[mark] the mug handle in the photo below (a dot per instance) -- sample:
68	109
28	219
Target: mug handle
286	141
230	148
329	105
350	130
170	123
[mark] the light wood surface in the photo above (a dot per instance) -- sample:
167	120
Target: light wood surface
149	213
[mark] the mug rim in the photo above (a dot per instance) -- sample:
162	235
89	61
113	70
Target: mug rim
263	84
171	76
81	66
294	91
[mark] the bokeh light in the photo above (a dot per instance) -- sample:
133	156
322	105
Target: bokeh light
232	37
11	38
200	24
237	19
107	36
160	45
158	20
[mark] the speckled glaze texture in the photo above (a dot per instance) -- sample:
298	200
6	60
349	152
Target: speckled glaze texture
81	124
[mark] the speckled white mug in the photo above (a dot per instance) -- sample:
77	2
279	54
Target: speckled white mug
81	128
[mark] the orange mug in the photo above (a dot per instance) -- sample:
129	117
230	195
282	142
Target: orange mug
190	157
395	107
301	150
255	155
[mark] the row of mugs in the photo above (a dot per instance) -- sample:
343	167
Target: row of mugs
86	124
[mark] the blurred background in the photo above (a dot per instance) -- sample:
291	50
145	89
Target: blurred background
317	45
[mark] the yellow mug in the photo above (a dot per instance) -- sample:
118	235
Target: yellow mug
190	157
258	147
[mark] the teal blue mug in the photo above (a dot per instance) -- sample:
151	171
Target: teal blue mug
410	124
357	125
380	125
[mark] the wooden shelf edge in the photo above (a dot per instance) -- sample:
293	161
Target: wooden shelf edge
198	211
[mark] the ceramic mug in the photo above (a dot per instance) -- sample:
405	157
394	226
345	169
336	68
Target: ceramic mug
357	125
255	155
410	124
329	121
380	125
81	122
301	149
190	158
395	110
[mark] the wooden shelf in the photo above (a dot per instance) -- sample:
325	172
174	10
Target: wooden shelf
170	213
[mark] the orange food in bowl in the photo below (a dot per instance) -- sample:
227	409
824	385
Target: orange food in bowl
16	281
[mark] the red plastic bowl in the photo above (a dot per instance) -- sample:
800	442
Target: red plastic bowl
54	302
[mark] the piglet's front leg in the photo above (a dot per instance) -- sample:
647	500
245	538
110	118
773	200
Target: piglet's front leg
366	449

* * * * * * *

What is needed ▸ Please update the listing above by replacing "a dot per instance" with "one point per instance" wherever it occurs, keeping every other line and character the same.

Completed exercise ▸
[mark] the mug handle in the photo below (one point per instance) -- sample:
68	109
28	219
Target: mug handle
286	141
230	148
329	105
350	130
170	123
[mark] the light wood surface in the photo above (one point per instance) -- sample:
167	120
Target: light wood surface
149	213
[mark] the mug rim in the photo above (one point per instance) -- sample:
162	235
89	61
113	70
Target: mug rim
263	84
171	76
81	66
294	91
[mark] the bokeh light in the photo above (one point per instance) -- sample:
133	156
322	105
Target: bokeh light
232	37
11	38
200	24
237	19
107	36
160	45
158	20
[mark] the speckled glaze texture in the photo above (one point per instance) -- sample:
298	200
6	60
349	152
Target: speckled glaze texture
81	124
[mark] the speckled white mug in the photo above (one point per instance) -- sample:
77	2
279	54
Target: speckled white mug
81	128
[mark] the orange mug in the photo above (one point per instance) -- sample:
129	117
230	195
282	142
Target: orange mug
190	157
395	107
301	150
255	155
[mark] the row of mugs in the photo above (one point per instance) -- sample:
343	167
Target: row of mugs
86	124
[mark] the blurred background in the photo above (one point per instance) -- sample:
291	50
145	89
Target: blurred background
317	45
[mark] the yellow mug in the photo above (one point per instance) -- sample:
118	235
Target: yellow mug
190	157
258	147
[mark] the teal blue mug in the photo above (one point per instance) -- sample:
151	171
Target: teal blue mug
410	124
357	125
380	125
[mark] the wooden shelf edge in the photo above (one point per instance) -- sample:
293	161
Target: wooden shelf edge
198	211
[mark] the ceramic mug in the photo above (one point per instance) -- sample:
405	157
394	226
345	169
336	68
Target: ceramic mug
357	125
255	155
410	124
329	121
380	125
81	122
301	149
190	158
395	110
[mark] the wooden shelf in the photo above (one point per instance) -- sample:
325	172
174	10
Target: wooden shelf
170	213
[mark] the orange food in bowl in the photo below (one point per instance) -- sample:
227	409
824	385
Target: orange food in bowl
16	281
[mark] the red plastic bowl in the photo above (one point per instance) -- sample:
800	442
Target: red plastic bowl
54	302
[mark] the piglet's front leg in the photo above (one point per instance) -- sample:
647	500
245	538
110	118
773	200
Target: piglet's front leg
366	449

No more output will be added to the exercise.